→ Stated task A:
According to the RAID10 thread, how many /dev/mdX devices does building a 4-disk RAID10 array on Linux leave around?
→ Stated task B:
From the RAID10 thread, extract the passage that begins with the words "mdadm --detail /dev/md0" and stops after "failed in /dev/md0?.", copying it word for word.

Re: [GENERAL] OT - 2 of 4 drives in a Raid10 array failed - Any chance of recovery?

2009-10-21 Thread Greg Smith

On Tue, 20 Oct 2009, Ow Mun Heng wrote:

Raid10 is supposed to be able to withstand up to 2 drive failures if the 
failures are from different sides of the mirror.  Right now, I'm not 
sure which drive belongs to which. How do I determine that? Does it 
depend on the output of /prod/mdstat and in that order?


You build a 4-disk RAID10 array on Linux by first building two RAID1 
pairs, then striping both of the resulting /dev/mdX devices together via 
RAID0.  You'll actually have 3 /dev/mdX devices around as a result.  I 
suspect you're trying to execute mdadm operations on the outer RAID0, when 
what you actually should be doing is fixing the bottom-level RAID1 
volumes.  Unfortunately I'm not too optimistic about your case though, 
because if you had a repairable situation you technically shouldn't have 
lost the array in the first place--it should still be running, just in 
degraded mode on both underlying RAID1 halves.


There's a good example of how to set one of these up 
http://www.sanitarium.net/golug/Linux_Software_RAID.html ; note how the 
RAID10 involves /dev/md{0,1,2,3} for the 6-disk volume.


Here's what will probably show you the parts you're trying to figure out:

mdadm --detail /dev/md0
mdadm --detail /dev/md1
mdadm --detail /dev/md2

That should give you an idea what md devices are hanging around and what's 
inside of them.


One thing you don't see there is what devices were originally around if 
they've already failed.  I highly recommend saving a copy of the mdadm 
detail (and smartctl -i for each underlying drive) on any production 
server, to make it easier to answer questions like what's the serial 
number of the drive that failed in /dev/md0?.


--
* Greg Smith gsm...@gregsmith.com http://www.gregsmith.com Baltimore, MD

--
Sent via pgsql-general mailing list (pgsql-general@postgresql.org)
To make changes to your subscription:
http://www.postgresql.org/mailpref/pgsql-general


Re: [GENERAL] OT - 2 of 4 drives in a Raid10 array failed - Any chance of recovery?

2009-10-21 Thread Scott Marlowe
On Wed, Oct 21, 2009 at 12:10 AM, Greg Smith gsm...@gregsmith.com wrote:
 On Tue, 20 Oct 2009, Ow Mun Heng wrote:

 Raid10 is supposed to be able to withstand up to 2 drive failures if the
 failures are from different sides of the mirror.  Right now, I'm not sure
 which drive belongs to which. How do I determine that? Does it depend on the
 output of /prod/mdstat and in that order?

 You build a 4-disk RAID10 array on Linux by first building two RAID1 pairs,
 then striping both of the resulting /dev/mdX devices together via RAID0.

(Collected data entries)
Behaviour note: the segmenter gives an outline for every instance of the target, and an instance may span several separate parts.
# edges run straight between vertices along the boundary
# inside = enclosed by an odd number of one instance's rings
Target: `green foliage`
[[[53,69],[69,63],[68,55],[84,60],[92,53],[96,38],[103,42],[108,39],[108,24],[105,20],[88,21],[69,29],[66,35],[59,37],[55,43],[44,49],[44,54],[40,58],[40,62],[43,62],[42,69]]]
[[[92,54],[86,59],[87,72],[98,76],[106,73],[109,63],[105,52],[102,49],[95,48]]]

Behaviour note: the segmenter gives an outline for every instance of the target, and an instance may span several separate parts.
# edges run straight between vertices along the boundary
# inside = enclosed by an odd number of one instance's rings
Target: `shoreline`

→ Full answer A:
Three /dev/mdX devices.

→ Full answer B:
mdadm --detail /dev/md0
mdadm --detail /dev/md1
mdadm --detail /dev/md2

That should give you an idea what md devices are hanging around and what's 
inside of them.


One thing you don't see there is what devices were originally around if 
they've already failed.  I highly recommend saving a copy of the mdadm 
detail (and smartctl -i for each underlying drive) on any production 
server, to make it easier to answer questions like what's the serial 
number of the drive that failed in /dev/md0?.